# Problem
Copy the complete listing that follows, letter for letter.

=== Records for this task ===

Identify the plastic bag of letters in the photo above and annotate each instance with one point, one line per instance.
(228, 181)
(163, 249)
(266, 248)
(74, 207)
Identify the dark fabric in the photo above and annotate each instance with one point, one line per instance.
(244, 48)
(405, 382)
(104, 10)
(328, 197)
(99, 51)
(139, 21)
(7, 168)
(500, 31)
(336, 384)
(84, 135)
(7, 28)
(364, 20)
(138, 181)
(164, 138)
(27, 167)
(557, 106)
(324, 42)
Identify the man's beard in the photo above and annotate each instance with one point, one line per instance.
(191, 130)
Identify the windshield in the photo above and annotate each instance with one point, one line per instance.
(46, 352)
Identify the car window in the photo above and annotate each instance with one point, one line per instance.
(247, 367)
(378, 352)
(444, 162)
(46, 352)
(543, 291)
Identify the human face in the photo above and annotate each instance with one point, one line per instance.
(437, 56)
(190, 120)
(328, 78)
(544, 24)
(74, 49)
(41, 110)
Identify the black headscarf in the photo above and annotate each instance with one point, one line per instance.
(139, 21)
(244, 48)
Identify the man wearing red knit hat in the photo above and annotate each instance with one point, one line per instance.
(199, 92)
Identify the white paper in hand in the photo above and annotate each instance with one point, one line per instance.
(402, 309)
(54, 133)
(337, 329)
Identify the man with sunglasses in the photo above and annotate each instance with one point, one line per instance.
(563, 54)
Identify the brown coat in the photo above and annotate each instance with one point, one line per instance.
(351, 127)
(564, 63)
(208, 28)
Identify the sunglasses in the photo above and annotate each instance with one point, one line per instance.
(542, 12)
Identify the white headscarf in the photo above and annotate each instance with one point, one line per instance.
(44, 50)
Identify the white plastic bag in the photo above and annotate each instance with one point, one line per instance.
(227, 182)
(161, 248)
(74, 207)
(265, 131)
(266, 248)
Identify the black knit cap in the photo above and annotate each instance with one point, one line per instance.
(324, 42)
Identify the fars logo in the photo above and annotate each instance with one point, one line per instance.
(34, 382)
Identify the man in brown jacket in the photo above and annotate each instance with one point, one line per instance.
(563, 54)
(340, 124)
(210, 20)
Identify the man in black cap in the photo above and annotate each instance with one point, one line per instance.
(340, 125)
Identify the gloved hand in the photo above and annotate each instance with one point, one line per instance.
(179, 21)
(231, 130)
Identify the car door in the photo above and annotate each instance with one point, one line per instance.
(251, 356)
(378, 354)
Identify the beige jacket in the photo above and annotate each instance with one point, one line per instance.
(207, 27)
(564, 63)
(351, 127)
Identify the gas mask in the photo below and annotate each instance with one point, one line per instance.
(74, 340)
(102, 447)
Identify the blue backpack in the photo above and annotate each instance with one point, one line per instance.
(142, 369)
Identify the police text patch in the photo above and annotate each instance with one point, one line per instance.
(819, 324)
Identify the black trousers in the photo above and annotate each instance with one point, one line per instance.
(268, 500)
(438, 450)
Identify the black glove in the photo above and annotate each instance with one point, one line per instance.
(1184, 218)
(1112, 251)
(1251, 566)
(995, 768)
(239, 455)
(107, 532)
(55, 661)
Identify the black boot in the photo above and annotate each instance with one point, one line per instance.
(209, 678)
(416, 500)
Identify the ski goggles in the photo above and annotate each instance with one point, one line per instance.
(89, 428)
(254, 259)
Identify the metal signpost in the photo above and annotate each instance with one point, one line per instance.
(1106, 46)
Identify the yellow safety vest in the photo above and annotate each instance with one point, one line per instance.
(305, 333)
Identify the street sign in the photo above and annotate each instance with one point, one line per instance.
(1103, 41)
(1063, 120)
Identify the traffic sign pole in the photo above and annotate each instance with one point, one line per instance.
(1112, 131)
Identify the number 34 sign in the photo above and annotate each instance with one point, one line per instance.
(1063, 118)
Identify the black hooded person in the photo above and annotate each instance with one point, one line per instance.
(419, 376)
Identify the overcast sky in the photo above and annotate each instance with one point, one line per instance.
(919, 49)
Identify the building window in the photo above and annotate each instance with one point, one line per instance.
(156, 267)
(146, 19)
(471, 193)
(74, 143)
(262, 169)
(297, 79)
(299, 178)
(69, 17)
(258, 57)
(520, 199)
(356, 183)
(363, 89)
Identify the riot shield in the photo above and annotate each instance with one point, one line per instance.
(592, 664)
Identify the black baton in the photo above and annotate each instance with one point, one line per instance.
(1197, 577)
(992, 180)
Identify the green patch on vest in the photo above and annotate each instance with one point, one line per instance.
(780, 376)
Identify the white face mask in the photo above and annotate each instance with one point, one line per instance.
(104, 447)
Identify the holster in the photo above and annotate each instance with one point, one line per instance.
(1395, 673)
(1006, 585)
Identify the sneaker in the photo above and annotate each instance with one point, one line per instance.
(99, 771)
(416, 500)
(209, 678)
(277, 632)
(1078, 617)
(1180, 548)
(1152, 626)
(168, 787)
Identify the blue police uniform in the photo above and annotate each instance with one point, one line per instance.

===

# The answer
Identify the plastic bag of letters in the photo above and annotate each instance with one point, one line per instance.
(228, 181)
(163, 249)
(266, 248)
(74, 207)
Identify the dark fabric in the photo above and annotate each instance with one point, one line per instance.
(244, 48)
(405, 382)
(104, 10)
(328, 197)
(99, 51)
(139, 21)
(7, 168)
(500, 31)
(336, 384)
(84, 135)
(7, 28)
(364, 20)
(138, 181)
(164, 138)
(27, 167)
(557, 106)
(324, 42)
Identify the man's beard in the photo above and annotate each instance with one point, one line per instance.
(191, 130)
Identify the windshield in the photo above and annotate each instance with one point, one line per instance.
(46, 352)
Identify the car window in the photo above and annotate each instance with one point, one line per instance.
(247, 367)
(378, 352)
(444, 162)
(46, 352)
(543, 291)
Identify the human face in the photo above and annotate each instance with one point, one line per instance.
(437, 56)
(190, 120)
(328, 78)
(544, 24)
(74, 49)
(41, 110)
Identify the black headscarf in the photo above and annotate each instance with one point, one line per instance.
(139, 21)
(244, 48)
Identify the man wearing red knit hat in the photo above and annotate each instance with one point, one line per instance.
(199, 92)
Identify the white paper in hand in the photo above and annotate each instance with one point, one line per instance.
(402, 309)
(54, 133)
(337, 329)
Identify the man with sunglasses in the photo above and annotate each instance with one point, one line per instance.
(563, 54)
Identify the brown coat in the photo above and annotate each instance with one point, one line per instance.
(351, 127)
(564, 63)
(208, 28)
Identify the sunglasses in the photo above and annotate each instance with one point, one line per instance.
(542, 12)
Identify the white headscarf in the photo above and annotate each instance with one point, one line per instance.
(44, 50)
Identify the white plastic bag in the photo above and annotate each instance with one point, one line per instance.
(227, 182)
(161, 248)
(74, 207)
(265, 131)
(266, 248)
Identify the black knit cap in the photo above and annotate each instance with one point, one line per instance.
(324, 42)
Identify the fars logo in the photo above and annotate each instance with one point, one line per instance.
(34, 382)
Identify the man in brown jacket in the photo above and annotate each instance with one point, one line per instance.
(563, 54)
(340, 124)
(210, 20)
Identify the man in black cap in the photo above and annotate each instance with one point, one line per instance.
(340, 125)
Identify the gloved hand in the photo above and annotate each instance with one point, one line per instance.
(179, 21)
(231, 130)
Identify the car door in the photo above and annotate each instance with one point, one line per instance.
(251, 356)
(378, 354)
Identify the beige jacket in the photo above and annotate each instance with one point, one line per instance.
(207, 27)
(564, 63)
(351, 127)
Identify the gas mask in the photo below and annotate each instance with one point, one line per instance.
(74, 340)
(102, 447)
Identify the blue backpack in the photo above and annotate each instance with one point, one line per instance.
(142, 369)
Identify the police text patch in the photo above and annotate each instance with one point, one line per instance.
(819, 324)
Identify the black trousers in the photo above and annotate each instance with one point, one line per instance.
(268, 500)
(438, 450)
Identify the black glove in the photo above and annotate each instance with one point, one line per instance.
(1184, 218)
(1112, 251)
(1251, 566)
(995, 768)
(239, 455)
(107, 532)
(55, 661)
Identify the black boot in the photo above and annotate each instance with one point, one line per instance.
(209, 678)
(416, 500)
Identify the ski goggles in the photo above and annotate each instance with one point, one line per instance.
(89, 428)
(254, 259)
Identify the metal signpost in the photo above and annotate each instance with one point, one line per instance.
(1106, 46)
Identify the yellow safety vest in the photo above and annotate each instance with one point, one line per instance.
(305, 333)
Identify the street sign in the photo above and annotate each instance with one point, one line per instance.
(1103, 41)
(1063, 120)
Identify the traffic sign pole in the photo above and annotate each instance with one point, one line per instance.
(1112, 131)
Identify the number 34 sign in the photo above and annotate each instance with one point, one line per instance.
(1063, 118)
Identify the black hooded person in the photo above and annotate each instance with one point, one line per instance.
(419, 376)
Identify the overcast sky in the photo above and annotate each instance with one point, one line per instance.
(919, 49)
Identify the building window in the photo above and annotate each instance with one point, one line per instance.
(156, 267)
(146, 19)
(471, 193)
(74, 143)
(262, 169)
(297, 79)
(299, 178)
(69, 17)
(258, 57)
(520, 199)
(356, 183)
(363, 89)
Identify the riot shield in the photo above and annotate each instance with one point, one line per instance.
(592, 664)
Identify the black baton in the photo above and annotate each instance with one point, one line per instance.
(1197, 577)
(992, 180)
Identify the green patch on vest in the photo above and annotate each instance with one point, one line per instance.
(780, 376)
Identify the white face mask in the photo above and annotate each instance with one point, one line per instance.
(104, 447)
Identify the holster in the photo above and annotate each instance with one point, one line per instance.
(1395, 673)
(1006, 585)
Identify the sneaker in the photo above and annotate each instance with one point, one line per instance.
(99, 771)
(416, 500)
(209, 678)
(277, 632)
(1078, 617)
(1180, 548)
(1152, 626)
(168, 787)
Identify the blue police uniform in the photo above and annotate each instance with one point, one line per instance.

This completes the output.